=== Exercise directions ===
Retrieve every line from the records in which the word "rock" occurs.

(Records for the exercise Opens)

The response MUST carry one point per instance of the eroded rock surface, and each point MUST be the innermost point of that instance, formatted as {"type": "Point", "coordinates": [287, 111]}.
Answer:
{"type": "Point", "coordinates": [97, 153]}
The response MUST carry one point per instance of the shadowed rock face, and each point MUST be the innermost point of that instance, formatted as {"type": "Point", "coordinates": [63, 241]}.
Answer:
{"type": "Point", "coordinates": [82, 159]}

(Records for the exercise Closes)
(Records for the exercise Opens)

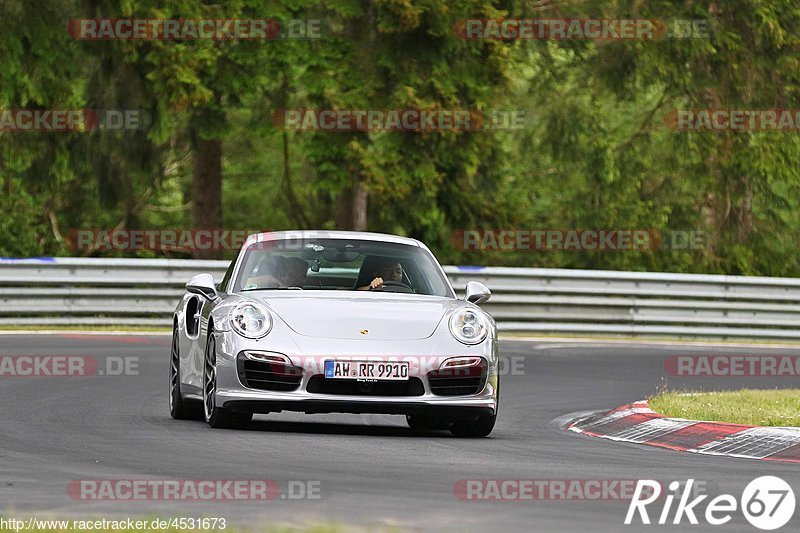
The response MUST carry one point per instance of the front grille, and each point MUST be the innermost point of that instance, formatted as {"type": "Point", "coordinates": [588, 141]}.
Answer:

(Records for the exercise Closes)

=== Written solution ===
The response MUST carry one point per instance of the eroded rock surface, and each point MUST be the innermost point of that instance, formatted as {"type": "Point", "coordinates": [287, 111]}.
The response MUST carry one point per instance of the shadowed rock face, and each point MUST be the innermost point of that instance, formatted as {"type": "Point", "coordinates": [63, 241]}.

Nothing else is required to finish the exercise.